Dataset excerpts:

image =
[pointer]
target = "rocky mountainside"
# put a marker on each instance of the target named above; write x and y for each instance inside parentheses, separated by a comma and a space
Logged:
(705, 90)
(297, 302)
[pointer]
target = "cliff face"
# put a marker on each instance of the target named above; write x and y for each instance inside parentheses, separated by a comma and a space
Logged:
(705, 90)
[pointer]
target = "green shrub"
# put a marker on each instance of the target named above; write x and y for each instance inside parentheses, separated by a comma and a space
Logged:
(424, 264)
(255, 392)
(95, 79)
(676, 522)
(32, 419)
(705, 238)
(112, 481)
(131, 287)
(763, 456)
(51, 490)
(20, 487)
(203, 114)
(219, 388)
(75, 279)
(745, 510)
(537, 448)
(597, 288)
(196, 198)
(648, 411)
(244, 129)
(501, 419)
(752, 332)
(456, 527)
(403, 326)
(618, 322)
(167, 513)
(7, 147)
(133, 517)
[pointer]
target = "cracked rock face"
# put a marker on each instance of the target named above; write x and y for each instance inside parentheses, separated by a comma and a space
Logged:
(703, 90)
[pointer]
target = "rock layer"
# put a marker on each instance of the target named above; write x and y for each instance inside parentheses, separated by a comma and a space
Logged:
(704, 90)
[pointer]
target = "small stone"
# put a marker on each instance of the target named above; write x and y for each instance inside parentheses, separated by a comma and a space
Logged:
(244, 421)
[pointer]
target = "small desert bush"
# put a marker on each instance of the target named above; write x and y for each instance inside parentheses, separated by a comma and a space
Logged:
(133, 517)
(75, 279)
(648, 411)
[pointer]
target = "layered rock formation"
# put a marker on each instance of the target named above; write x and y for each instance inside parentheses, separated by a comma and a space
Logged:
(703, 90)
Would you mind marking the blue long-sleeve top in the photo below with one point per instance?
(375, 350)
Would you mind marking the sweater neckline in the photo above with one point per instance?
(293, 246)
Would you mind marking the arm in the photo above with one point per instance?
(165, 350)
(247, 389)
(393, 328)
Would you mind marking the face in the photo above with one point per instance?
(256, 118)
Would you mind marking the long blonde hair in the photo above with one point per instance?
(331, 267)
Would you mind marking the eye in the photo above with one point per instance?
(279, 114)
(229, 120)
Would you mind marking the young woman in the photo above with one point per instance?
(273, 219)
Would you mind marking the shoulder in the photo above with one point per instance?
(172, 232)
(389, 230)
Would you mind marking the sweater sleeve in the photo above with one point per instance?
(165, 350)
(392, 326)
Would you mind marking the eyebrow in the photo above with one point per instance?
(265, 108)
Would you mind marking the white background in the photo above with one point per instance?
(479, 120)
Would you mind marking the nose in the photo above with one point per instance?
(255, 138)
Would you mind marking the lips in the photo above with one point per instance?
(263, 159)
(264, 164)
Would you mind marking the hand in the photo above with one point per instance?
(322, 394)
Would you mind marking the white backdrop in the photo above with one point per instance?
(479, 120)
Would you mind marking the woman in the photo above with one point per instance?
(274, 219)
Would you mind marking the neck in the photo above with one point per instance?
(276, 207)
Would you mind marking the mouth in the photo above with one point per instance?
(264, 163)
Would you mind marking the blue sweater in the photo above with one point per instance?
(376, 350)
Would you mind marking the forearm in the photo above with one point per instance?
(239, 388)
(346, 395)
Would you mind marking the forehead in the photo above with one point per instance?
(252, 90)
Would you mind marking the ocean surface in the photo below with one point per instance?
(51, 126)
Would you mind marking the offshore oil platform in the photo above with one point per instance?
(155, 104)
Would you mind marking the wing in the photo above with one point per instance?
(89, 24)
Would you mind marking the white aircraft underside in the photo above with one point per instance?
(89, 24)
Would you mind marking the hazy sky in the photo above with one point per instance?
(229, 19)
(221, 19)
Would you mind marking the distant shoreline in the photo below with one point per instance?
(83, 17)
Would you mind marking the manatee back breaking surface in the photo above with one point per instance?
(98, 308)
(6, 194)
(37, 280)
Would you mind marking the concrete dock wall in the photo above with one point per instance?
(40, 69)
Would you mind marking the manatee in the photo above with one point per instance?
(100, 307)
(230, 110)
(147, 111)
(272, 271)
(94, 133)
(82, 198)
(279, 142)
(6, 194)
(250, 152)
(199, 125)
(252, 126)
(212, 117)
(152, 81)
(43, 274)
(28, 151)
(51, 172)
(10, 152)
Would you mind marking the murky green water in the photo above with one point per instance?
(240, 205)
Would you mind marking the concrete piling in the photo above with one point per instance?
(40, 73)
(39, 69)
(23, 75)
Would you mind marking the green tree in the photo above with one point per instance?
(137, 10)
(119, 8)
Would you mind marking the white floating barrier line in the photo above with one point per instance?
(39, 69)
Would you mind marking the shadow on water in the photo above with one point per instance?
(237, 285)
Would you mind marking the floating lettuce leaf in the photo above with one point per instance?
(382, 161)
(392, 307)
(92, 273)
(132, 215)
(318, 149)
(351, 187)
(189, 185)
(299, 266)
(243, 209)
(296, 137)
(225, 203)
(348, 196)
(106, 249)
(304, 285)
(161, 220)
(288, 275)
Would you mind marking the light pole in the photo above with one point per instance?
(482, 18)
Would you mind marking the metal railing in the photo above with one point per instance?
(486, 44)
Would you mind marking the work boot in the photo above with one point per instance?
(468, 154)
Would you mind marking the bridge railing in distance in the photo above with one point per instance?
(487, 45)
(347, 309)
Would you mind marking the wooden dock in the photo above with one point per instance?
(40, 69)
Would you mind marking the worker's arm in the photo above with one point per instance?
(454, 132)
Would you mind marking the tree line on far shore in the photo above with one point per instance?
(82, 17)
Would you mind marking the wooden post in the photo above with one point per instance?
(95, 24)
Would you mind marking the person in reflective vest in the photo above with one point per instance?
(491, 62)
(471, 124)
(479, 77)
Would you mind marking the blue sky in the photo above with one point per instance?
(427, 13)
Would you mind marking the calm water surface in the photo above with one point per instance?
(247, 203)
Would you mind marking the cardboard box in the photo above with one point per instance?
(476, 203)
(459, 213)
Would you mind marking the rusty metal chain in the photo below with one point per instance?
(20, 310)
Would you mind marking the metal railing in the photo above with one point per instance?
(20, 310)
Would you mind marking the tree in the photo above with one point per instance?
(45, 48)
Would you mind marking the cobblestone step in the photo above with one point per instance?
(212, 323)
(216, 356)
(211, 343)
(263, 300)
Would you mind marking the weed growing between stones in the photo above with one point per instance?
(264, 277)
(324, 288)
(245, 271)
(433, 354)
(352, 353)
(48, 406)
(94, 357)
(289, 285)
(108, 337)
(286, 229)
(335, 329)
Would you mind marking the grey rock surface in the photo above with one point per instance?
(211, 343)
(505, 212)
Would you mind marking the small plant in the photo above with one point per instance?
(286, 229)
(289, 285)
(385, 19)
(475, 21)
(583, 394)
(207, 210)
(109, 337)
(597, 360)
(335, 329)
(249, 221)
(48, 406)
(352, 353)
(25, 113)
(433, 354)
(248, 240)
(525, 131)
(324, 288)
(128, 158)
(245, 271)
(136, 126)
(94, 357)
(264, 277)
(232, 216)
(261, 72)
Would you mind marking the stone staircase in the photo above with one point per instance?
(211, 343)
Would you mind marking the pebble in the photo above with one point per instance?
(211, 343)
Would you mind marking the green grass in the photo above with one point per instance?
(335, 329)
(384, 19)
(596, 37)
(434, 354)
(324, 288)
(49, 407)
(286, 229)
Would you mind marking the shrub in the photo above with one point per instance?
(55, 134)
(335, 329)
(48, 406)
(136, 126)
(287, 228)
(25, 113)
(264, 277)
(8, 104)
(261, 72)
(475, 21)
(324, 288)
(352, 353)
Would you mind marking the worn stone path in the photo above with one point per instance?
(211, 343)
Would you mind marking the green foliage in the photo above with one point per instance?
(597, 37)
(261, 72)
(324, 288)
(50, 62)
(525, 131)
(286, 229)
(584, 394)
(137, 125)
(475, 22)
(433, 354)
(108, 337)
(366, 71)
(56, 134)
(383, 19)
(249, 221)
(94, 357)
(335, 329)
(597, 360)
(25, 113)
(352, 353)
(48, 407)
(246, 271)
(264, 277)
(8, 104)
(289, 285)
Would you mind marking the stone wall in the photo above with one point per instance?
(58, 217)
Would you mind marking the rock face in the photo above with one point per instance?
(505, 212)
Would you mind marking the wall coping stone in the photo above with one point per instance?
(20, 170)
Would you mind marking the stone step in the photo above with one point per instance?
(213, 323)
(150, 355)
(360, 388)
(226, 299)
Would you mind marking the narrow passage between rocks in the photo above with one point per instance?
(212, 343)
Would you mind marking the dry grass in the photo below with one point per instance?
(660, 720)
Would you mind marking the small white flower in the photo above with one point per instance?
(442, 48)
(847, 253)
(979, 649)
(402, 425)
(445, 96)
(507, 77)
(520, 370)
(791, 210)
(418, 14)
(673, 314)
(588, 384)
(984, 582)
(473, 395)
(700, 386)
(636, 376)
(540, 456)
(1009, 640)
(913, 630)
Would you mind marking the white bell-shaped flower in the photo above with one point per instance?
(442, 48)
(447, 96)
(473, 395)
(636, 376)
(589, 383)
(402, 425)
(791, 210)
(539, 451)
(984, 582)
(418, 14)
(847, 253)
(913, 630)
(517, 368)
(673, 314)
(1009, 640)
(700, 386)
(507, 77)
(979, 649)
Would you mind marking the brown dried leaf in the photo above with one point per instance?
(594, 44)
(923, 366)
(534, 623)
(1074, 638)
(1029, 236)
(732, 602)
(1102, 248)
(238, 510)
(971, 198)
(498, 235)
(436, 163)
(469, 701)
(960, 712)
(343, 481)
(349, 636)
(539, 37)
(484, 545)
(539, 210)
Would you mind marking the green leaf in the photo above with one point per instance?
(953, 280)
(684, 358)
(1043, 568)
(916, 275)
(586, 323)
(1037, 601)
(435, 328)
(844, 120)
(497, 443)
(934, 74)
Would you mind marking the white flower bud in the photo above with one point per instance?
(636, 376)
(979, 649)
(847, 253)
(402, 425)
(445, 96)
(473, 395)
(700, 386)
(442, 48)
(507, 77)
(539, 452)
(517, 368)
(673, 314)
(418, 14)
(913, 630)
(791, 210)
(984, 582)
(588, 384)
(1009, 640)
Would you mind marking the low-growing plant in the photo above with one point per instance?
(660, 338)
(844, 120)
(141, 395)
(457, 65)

● Required work:
Copy exactly the line containing "Would you mind marking the brown" and every line after it, ending with the last line of the records above.

● Response for this exercise:
Would you mind marking the brown dried leaf in the photo above with one point per instance?
(594, 44)
(923, 366)
(534, 623)
(1074, 638)
(1029, 236)
(732, 602)
(1102, 248)
(238, 510)
(971, 198)
(498, 235)
(436, 163)
(469, 701)
(960, 712)
(343, 481)
(349, 636)
(539, 37)
(484, 545)
(539, 210)
Would you mind marking the green leaf in the photo above with one point per instance?
(953, 280)
(684, 358)
(1043, 568)
(916, 275)
(586, 323)
(1037, 601)
(435, 328)
(844, 120)
(497, 443)
(934, 74)
Would you mind marking the white flower bud in the photo above with one point per instance?
(636, 376)
(979, 649)
(847, 253)
(402, 425)
(445, 96)
(473, 395)
(700, 386)
(442, 48)
(507, 77)
(539, 452)
(517, 368)
(673, 314)
(418, 14)
(913, 630)
(791, 210)
(984, 582)
(588, 384)
(1009, 640)
Would you mind marking the low-growing plant in the photo above with one point per instance?
(660, 338)
(844, 120)
(141, 395)
(457, 65)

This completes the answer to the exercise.